**Supplied records**
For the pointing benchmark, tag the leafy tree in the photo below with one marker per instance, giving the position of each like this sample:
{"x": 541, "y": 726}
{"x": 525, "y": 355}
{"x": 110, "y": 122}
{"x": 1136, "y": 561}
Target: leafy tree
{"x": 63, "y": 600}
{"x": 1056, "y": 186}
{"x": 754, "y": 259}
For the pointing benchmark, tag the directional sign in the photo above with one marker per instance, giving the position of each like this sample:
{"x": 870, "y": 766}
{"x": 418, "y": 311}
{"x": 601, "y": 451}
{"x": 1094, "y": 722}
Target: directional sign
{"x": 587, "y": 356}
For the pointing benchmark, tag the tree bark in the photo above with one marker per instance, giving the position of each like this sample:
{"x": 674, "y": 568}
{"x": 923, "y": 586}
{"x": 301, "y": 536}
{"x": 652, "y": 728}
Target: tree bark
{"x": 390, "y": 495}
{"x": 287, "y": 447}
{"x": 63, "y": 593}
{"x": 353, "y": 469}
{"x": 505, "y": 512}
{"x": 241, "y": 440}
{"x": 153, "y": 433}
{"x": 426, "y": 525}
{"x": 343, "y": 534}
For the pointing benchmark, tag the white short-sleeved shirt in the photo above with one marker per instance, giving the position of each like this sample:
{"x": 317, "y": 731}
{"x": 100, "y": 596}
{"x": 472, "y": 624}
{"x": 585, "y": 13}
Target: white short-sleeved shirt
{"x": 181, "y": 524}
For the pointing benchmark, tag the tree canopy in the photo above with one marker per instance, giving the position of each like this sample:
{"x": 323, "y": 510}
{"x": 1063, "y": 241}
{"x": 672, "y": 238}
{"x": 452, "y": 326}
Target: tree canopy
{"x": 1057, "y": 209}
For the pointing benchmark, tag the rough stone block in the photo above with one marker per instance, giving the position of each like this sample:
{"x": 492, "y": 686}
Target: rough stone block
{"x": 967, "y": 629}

**Job**
Reproduce every line in the stretch from the line containing "For the pointing benchmark, tag the white" through the end of the entries, requests included, with each x and y coordinate in the answers multiplied by 1.1 and rounded to a whole number, halves rounding up. Leave the sample coordinates inside the requests unchanged.

**Exercise output**
For the pointing benchmark, tag the white short-sleeved shirt in the photo above with one marker per instance, giving the position of each like this sample:
{"x": 317, "y": 731}
{"x": 100, "y": 596}
{"x": 472, "y": 624}
{"x": 585, "y": 13}
Target: white short-sleeved shirt
{"x": 199, "y": 576}
For the pointing benchmark, tag the tree canopy in the photo above with one marker per instance, giving the position of each like this sample:
{"x": 323, "y": 510}
{"x": 1063, "y": 241}
{"x": 672, "y": 238}
{"x": 452, "y": 326}
Target: tree canopy
{"x": 1163, "y": 230}
For the pointing benchmark, tag the rough stone block in the photo above with one marker per instance, giving the position of each like this sample:
{"x": 492, "y": 686}
Target: rough stone block
{"x": 1064, "y": 692}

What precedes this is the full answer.